(TASK INSTRUCTIONS):
Copy out each line below exactly as it appears.
[Start RAW RECORDS]
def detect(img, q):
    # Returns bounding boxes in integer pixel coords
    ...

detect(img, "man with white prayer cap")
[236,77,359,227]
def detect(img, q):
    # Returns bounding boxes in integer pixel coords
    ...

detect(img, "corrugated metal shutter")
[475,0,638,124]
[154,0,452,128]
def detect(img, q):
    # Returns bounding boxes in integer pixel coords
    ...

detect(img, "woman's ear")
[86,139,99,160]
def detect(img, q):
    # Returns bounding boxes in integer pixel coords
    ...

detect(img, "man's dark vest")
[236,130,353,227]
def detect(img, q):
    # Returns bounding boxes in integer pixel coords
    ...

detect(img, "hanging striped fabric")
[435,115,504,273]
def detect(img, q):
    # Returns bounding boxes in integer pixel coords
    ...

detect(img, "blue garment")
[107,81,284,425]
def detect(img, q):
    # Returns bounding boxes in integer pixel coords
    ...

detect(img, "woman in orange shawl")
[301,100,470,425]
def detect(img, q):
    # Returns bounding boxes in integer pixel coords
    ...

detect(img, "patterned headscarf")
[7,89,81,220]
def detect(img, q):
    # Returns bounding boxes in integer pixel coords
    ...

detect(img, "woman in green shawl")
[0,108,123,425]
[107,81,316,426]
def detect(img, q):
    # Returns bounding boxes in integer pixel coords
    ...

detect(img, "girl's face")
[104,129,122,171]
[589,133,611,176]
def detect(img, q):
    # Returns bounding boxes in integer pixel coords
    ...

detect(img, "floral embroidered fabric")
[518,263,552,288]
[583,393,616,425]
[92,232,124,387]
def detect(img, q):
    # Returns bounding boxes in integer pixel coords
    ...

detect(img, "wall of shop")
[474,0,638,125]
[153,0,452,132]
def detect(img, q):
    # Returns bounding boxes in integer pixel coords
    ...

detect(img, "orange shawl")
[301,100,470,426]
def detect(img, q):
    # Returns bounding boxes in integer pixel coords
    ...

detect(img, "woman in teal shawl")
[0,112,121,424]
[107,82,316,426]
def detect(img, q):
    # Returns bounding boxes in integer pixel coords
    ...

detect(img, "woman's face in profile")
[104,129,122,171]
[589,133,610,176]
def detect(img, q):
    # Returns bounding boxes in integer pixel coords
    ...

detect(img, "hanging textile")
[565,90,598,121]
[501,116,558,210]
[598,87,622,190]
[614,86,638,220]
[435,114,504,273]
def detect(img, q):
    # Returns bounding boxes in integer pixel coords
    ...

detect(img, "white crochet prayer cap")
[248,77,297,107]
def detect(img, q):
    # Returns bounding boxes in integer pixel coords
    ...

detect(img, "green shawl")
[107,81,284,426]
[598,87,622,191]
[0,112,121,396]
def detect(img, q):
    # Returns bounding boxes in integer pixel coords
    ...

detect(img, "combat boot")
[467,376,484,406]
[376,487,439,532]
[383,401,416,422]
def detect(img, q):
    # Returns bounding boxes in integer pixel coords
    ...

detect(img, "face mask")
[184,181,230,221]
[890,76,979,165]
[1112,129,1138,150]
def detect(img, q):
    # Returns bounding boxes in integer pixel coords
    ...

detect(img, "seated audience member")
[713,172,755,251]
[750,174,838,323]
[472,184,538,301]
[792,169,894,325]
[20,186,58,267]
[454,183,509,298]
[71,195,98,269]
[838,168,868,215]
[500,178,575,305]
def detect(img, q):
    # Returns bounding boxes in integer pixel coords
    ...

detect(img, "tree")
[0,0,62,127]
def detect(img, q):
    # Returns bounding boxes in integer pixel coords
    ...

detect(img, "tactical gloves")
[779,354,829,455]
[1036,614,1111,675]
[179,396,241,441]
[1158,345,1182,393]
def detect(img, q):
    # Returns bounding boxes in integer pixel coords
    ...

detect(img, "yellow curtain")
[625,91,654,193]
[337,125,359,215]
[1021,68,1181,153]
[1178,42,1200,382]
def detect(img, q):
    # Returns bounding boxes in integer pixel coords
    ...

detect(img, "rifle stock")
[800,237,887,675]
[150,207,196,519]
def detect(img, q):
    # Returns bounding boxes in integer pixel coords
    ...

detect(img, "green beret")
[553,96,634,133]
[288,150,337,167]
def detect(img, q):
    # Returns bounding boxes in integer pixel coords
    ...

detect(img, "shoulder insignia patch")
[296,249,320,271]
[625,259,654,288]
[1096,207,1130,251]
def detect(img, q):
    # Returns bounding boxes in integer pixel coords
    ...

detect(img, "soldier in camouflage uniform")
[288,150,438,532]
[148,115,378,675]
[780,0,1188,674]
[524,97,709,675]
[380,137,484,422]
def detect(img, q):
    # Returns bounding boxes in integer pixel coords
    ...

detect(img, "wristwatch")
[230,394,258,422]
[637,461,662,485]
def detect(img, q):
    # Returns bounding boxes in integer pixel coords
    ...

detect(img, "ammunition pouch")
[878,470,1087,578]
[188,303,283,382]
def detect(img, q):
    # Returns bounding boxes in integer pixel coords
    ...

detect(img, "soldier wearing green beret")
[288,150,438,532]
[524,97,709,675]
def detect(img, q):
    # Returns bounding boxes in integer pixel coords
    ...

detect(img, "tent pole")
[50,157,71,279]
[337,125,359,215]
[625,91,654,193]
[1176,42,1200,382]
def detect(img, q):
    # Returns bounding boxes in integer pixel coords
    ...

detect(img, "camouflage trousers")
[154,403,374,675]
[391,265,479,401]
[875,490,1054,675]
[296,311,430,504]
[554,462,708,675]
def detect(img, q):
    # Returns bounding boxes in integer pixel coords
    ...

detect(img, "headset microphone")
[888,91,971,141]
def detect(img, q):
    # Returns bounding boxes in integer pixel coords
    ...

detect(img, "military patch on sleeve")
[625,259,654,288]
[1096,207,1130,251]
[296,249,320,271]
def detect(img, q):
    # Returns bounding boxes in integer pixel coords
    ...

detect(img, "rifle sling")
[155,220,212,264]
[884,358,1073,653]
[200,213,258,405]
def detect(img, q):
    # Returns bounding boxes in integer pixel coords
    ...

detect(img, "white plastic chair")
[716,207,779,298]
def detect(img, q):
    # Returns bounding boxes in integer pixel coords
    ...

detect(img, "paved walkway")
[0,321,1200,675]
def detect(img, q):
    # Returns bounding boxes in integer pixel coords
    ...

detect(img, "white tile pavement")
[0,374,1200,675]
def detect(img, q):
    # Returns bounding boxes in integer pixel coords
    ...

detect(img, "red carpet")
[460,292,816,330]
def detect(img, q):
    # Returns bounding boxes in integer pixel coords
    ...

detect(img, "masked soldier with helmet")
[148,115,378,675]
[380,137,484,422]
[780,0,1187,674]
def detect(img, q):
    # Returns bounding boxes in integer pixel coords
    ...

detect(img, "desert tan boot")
[End RAW RECORDS]
(SOLUTION):
def detect(img, q):
    # Returns bounding boxes in integer pixel coords
    ...

detect(img, "man with white prayer cap")
[236,77,359,227]
def detect(img, q):
    # Returns bounding boxes in integer pixel coords
    ...

detect(img, "corrugated metal shutter")
[475,0,638,124]
[154,0,452,128]
def detect(img, q):
    # Returns bounding boxes in integer pixel coords
    ...

detect(img, "woman's ear")
[86,139,99,160]
def detect(img, q):
    # Returns bounding boxes in integer pixel coords
    ...

detect(img, "man's dark vest")
[236,130,353,227]
def detect(img, q):
    # Returns bounding boxes in integer pixel coords
    ...

detect(img, "hanging striped fabric")
[435,115,504,273]
def detect(img, q):
    # Returns bounding boxes in integer pixel coords
    ...

detect(img, "blue garment")
[107,81,284,425]
def detect(img, q):
    # Returns bounding boxes in integer pixel coords
    ...

detect(img, "woman in orange shawl")
[301,100,470,425]
def detect(img, q):
    # Returns bounding boxes in integer pixel coords
    ...

detect(img, "patterned headscarf")
[7,89,81,220]
def detect(img, q):
    # Returns bounding boxes in integer pixel coords
    ...

detect(img, "woman in green shawl")
[0,108,123,425]
[107,81,316,426]
def detect(img, q):
    # Returns bounding boxes in integer pixel coords
    ...

detect(img, "girl's face")
[104,129,122,171]
[589,133,611,176]
def detect(img, q):
    # Returns bounding boxes in integer pixel coords
    ...

detect(img, "floral embroidered fabric")
[518,263,552,288]
[583,393,616,425]
[92,232,124,387]
def detect(img, q):
    # Returns bounding boxes in integer pixel coords
    ...

detect(img, "wall of shop")
[474,0,638,125]
[153,0,452,132]
def detect(img, q):
    # Returns bounding boxes in integer pixel coords
    ...

detect(img, "orange shawl")
[301,100,470,426]
def detect(img, q):
    # Returns bounding boxes in integer pixel coords
    ...

detect(img, "woman in teal shawl")
[0,112,121,424]
[107,82,316,426]
def detect(img, q):
    # Returns bounding boxes in integer pixel coords
    ...

detect(img, "woman's face in profile")
[104,129,122,171]
[589,133,610,176]
def detect(img, q):
    # Returns bounding boxes in integer pixel coords
    ...

detect(img, "hanging textile")
[565,90,598,121]
[501,116,558,210]
[598,87,622,190]
[614,86,638,220]
[435,114,504,273]
def detect(img, q):
    # Returns bounding boxes in integer pixel coords
    ...

detect(img, "white crochet prayer cap")
[248,77,297,107]
def detect(img, q):
    # Returns bounding boxes in integer pixel coords
    ...

detect(img, "green shawl")
[107,81,284,426]
[598,87,622,191]
[0,112,121,396]
def detect(img, q):
    # Returns bounding boxes in integer pixel coords
    ...

detect(img, "combat boot")
[467,376,484,406]
[376,487,439,532]
[383,401,416,422]
def detect(img, q):
    # Returns bounding boxes in integer pixel coords
    ...

detect(img, "face mask")
[184,181,230,221]
[890,76,979,165]
[1112,129,1138,150]
def detect(img, q):
    # Returns bounding boxes in integer pixel coords
    ...

detect(img, "seated audience member")
[713,172,755,251]
[750,174,838,323]
[472,184,538,301]
[792,169,894,325]
[20,186,58,267]
[454,183,509,298]
[71,195,98,269]
[838,168,868,215]
[500,178,575,305]
def detect(img, q):
    # Returns bounding boxes in integer pixel coords
    ...

detect(img, "tree")
[0,0,62,127]
def detect(img, q):
    # Returns bounding boxes in integer pixel coords
    ...

detect(img, "tactical gloves")
[779,354,829,455]
[1036,614,1111,675]
[179,396,241,441]
[1158,345,1182,393]
def detect(img, q):
    # Returns bounding boxes in integer pixel coords
    ...

detect(img, "yellow curtain")
[625,91,654,193]
[337,125,359,215]
[1021,68,1181,153]
[1178,42,1200,382]
def detect(img, q):
    # Returns bounding boxes in integer pixel coords
    ...

detect(img, "rifle stock")
[800,237,887,675]
[150,207,196,519]
def detect(img, q):
    # Returns bounding boxes in integer pixel coords
    ...

detect(img, "green beret")
[553,96,634,133]
[288,150,337,167]
def detect(img, q):
    # Returns bounding boxes in integer pixel coords
    ...

detect(img, "shoulder insignia patch")
[296,249,320,271]
[625,259,654,288]
[1096,207,1130,251]
def detect(img, q):
    # Returns bounding boxes in integer pixel coords
    ...

detect(img, "soldier in camouflage uniform")
[288,150,438,532]
[148,115,378,675]
[780,0,1188,674]
[524,97,709,675]
[380,137,484,422]
def detect(img, q):
    # Returns bounding boxes in integer pixel coords
    ...

detect(img, "wristwatch")
[230,394,258,422]
[637,461,662,485]
def detect(img, q):
    # Returns bounding boxes in integer pixel coords
    ...

detect(img, "ammunition pouch")
[878,470,1087,578]
[188,303,283,382]
def detect(img, q):
    # Returns bounding boxes in integer pixel coords
    ...

detect(img, "soldier wearing green beret")
[288,150,438,532]
[524,97,709,675]
def detect(img, q):
    # Returns bounding boxes in integer pixel coords
    ...

detect(img, "tent pole")
[50,157,71,279]
[337,125,359,215]
[625,91,654,193]
[1176,42,1200,382]
def detect(img, q):
    # Returns bounding boxes in integer pixel coords
    ...

detect(img, "camouflage trousers")
[154,403,374,675]
[391,265,479,401]
[875,490,1054,675]
[296,311,430,504]
[554,462,708,675]
def detect(img, q):
    # Returns bounding boxes in integer pixel coords
    ...

detect(img, "headset microphone")
[888,91,971,141]
def detect(img, q):
    # Returns bounding boxes in integer pixel coords
    ...

detect(img, "military patch on sleeve")
[625,259,654,288]
[1096,207,1130,251]
[296,249,320,271]
def detect(img, q):
    # Returns bounding boxes in integer pixel coords
    ...

detect(img, "rifle sling")
[155,220,212,264]
[884,358,1073,653]
[200,213,258,405]
def detect(img, q):
    # Returns bounding boxes in integer pixel coords
    ...

detect(img, "white plastic chair")
[716,207,779,298]
def detect(img, q):
    # Returns bounding boxes in integer pixel coords
    ...

detect(img, "paved walkway")
[0,321,1200,675]
def detect(img, q):
    # Returns bounding boxes in integer pixel coords
    ...

detect(img, "white tile pavement")
[0,374,1200,675]
def detect(img, q):
    # Returns bounding boxes in integer pixel coords
    ...

detect(img, "red carpet")
[460,292,816,330]
def detect(img, q):
    # Returns bounding boxes in integer pixel coords
    ...

detect(img, "masked soldier with helmet")
[148,115,378,675]
[380,137,484,422]
[780,0,1187,674]
def detect(img, q):
    # Returns bounding boxes in integer pixel coords
    ...

detect(img, "desert tan boot")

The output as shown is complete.